→ **Problem**: Could you write out exactly the lines from the one that contains "Mark the silver" through the last line of the listing below, both included and nothing more?

Start of Task input

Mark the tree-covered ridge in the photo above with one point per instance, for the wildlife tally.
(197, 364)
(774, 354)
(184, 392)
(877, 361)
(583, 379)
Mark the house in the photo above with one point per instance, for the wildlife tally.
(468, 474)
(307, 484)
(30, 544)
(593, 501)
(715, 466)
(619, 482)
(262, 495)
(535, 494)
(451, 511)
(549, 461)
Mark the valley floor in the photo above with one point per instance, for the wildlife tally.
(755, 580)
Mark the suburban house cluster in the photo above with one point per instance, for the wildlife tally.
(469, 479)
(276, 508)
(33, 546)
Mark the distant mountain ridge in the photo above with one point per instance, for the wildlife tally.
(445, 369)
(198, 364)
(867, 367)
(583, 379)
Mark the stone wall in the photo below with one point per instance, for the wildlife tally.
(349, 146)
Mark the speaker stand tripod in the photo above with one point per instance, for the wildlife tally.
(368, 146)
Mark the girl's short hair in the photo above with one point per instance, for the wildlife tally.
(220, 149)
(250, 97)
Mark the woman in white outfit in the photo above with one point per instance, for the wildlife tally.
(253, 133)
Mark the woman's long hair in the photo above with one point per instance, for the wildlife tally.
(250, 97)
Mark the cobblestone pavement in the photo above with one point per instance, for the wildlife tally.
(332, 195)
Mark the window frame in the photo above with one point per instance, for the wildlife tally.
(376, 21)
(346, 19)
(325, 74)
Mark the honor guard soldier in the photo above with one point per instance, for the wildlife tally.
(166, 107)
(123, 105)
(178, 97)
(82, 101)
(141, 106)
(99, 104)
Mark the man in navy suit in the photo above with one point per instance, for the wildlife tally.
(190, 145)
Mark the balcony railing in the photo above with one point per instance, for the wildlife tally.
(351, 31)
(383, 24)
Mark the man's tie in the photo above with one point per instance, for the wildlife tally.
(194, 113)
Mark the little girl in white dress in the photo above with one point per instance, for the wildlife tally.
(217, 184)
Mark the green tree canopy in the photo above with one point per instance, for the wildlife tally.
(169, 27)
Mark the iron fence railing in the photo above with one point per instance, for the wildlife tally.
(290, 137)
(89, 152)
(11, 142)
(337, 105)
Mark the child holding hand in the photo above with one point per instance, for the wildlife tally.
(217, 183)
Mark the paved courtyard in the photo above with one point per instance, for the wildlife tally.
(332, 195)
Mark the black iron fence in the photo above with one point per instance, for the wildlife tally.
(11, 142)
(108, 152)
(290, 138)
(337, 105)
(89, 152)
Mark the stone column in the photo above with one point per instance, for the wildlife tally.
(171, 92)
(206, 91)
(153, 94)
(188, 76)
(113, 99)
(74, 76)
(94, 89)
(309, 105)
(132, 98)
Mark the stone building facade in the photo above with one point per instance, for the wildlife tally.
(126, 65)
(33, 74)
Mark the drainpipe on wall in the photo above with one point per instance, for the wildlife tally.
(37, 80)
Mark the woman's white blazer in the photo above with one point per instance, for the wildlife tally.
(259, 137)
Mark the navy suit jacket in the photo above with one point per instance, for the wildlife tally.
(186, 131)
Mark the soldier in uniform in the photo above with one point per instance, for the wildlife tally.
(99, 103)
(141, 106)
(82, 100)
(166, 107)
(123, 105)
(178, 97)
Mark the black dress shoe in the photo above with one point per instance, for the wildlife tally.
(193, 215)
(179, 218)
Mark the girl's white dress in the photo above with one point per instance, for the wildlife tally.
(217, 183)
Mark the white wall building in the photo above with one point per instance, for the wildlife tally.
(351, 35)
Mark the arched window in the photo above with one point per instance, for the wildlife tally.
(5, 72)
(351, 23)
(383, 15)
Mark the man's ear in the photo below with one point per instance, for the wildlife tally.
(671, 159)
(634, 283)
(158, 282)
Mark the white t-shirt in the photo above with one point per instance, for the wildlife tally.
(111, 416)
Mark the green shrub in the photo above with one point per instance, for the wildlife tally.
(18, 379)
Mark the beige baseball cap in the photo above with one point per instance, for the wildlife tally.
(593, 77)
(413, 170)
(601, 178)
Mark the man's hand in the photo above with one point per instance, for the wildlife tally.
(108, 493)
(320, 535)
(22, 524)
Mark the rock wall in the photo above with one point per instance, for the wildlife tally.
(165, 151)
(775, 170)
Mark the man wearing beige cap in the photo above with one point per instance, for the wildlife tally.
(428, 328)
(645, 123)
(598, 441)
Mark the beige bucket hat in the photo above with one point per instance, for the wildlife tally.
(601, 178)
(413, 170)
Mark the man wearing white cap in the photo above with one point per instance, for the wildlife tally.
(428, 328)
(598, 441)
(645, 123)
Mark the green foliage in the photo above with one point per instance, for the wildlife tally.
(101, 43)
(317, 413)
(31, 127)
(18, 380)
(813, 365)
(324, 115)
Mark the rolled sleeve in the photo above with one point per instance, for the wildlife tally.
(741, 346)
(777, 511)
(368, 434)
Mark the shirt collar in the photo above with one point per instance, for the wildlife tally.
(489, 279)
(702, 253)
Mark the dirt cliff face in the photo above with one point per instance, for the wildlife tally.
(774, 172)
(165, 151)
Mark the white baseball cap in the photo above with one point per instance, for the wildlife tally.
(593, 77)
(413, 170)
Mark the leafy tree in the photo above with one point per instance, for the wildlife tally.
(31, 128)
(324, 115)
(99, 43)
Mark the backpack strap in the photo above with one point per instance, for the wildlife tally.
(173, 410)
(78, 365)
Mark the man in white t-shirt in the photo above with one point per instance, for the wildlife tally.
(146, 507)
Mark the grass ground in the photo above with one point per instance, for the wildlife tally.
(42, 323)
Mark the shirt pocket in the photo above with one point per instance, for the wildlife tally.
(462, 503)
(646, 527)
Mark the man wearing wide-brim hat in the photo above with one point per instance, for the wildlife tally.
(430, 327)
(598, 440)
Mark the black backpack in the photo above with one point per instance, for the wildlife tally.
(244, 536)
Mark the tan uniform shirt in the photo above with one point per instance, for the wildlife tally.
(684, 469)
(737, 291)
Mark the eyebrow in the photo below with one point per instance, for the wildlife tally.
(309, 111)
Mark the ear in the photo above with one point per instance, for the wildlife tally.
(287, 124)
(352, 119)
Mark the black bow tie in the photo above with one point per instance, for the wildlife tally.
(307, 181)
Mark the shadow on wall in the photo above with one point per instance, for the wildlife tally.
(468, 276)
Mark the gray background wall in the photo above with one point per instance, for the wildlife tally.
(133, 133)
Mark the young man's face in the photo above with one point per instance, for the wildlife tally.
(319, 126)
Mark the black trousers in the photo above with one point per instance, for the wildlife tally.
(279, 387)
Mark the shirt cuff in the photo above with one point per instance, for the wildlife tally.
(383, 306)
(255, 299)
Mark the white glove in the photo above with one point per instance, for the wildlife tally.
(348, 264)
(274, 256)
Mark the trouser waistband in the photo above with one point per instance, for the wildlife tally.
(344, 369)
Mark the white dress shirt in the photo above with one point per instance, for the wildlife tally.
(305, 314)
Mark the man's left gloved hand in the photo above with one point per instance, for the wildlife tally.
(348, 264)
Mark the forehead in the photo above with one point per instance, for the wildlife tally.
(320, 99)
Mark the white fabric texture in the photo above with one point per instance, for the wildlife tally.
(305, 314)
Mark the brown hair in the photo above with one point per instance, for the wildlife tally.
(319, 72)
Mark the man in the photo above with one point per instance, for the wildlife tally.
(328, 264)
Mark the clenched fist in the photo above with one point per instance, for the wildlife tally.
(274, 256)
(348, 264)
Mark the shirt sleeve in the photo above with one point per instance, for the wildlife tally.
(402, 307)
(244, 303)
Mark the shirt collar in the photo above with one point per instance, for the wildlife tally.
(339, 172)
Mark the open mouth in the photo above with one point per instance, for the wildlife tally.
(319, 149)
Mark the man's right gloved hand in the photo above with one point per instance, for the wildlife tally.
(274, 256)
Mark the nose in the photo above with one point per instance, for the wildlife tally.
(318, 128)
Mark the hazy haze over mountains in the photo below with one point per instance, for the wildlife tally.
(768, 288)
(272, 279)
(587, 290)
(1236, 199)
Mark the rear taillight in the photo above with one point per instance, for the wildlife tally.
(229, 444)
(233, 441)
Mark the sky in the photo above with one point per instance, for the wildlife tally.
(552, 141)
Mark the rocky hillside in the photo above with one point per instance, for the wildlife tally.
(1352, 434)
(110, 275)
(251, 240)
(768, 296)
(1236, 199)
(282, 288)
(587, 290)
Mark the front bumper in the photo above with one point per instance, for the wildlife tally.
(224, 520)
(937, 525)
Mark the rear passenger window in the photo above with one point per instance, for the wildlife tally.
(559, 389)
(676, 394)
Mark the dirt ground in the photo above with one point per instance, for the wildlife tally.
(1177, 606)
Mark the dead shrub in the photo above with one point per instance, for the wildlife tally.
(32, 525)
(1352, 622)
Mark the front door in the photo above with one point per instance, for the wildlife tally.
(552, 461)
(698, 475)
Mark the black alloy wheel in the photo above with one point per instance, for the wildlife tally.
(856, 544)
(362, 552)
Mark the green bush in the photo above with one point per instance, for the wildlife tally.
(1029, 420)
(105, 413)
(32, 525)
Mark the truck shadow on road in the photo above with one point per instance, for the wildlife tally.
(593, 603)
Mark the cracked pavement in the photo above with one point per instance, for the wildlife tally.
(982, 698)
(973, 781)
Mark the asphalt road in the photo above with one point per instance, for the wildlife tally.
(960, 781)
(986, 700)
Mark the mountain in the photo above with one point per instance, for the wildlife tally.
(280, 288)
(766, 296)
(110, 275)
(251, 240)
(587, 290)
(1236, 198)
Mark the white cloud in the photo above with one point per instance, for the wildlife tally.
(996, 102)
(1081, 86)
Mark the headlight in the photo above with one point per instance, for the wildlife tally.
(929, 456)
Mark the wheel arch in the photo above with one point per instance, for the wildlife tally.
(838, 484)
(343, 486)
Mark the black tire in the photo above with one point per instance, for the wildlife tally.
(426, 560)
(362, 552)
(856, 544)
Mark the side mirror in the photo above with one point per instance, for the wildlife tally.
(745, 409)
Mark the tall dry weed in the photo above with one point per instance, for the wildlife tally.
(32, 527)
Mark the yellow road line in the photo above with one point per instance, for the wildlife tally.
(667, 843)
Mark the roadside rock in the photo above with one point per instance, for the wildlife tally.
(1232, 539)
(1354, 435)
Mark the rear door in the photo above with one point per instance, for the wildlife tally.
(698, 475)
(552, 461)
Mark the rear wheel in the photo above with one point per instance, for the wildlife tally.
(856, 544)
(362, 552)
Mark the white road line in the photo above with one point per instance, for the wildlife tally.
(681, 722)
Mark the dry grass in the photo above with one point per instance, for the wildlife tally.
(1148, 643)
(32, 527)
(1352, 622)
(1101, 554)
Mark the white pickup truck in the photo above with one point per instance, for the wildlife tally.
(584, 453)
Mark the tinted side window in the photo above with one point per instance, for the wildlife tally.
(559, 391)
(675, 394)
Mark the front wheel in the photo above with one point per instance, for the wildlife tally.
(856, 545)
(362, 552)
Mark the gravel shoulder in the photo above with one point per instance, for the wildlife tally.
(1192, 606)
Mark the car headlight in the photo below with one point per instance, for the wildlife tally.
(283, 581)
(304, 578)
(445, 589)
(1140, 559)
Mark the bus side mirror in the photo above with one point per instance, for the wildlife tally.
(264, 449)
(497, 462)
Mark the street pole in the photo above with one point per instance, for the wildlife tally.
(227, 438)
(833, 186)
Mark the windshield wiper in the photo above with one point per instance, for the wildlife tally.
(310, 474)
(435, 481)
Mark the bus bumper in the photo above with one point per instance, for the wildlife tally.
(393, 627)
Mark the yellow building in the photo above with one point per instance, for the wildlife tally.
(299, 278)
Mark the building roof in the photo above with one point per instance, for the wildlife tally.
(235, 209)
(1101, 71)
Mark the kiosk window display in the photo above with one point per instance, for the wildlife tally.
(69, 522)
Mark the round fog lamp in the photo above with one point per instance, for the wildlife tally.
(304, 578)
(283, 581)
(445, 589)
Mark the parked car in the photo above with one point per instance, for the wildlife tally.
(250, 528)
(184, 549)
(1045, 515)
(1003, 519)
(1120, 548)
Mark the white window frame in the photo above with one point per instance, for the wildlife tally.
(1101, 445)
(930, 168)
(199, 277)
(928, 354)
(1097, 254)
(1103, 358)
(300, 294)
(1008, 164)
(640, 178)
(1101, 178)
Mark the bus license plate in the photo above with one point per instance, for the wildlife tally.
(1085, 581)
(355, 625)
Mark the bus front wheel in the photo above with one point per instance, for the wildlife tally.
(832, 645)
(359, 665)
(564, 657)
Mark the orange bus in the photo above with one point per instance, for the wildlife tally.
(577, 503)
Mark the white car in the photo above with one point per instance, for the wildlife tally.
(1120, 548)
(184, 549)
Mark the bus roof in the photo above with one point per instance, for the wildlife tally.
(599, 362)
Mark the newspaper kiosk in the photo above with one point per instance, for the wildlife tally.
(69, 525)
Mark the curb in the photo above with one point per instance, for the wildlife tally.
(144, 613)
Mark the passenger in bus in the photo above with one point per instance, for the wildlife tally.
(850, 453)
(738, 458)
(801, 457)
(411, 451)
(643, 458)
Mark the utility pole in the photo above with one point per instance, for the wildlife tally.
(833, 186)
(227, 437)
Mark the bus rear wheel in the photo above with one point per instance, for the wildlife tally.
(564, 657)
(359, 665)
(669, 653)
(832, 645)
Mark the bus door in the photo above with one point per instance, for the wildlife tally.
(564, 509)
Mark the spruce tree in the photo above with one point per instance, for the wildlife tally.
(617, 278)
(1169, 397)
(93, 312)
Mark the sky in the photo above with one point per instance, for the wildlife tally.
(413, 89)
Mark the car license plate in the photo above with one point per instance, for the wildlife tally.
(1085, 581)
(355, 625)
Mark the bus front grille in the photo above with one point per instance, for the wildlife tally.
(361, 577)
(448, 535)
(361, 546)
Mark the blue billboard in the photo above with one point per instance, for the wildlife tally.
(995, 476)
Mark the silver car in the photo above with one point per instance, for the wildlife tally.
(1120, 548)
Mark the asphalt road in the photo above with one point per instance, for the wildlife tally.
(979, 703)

End of Task input

→ **Output**:
Mark the silver car in the photo above with one point per instance, for the wildlife tally.
(1120, 548)
Mark the asphalt road in the photo above with one point per instance, for the wildlife tally.
(979, 703)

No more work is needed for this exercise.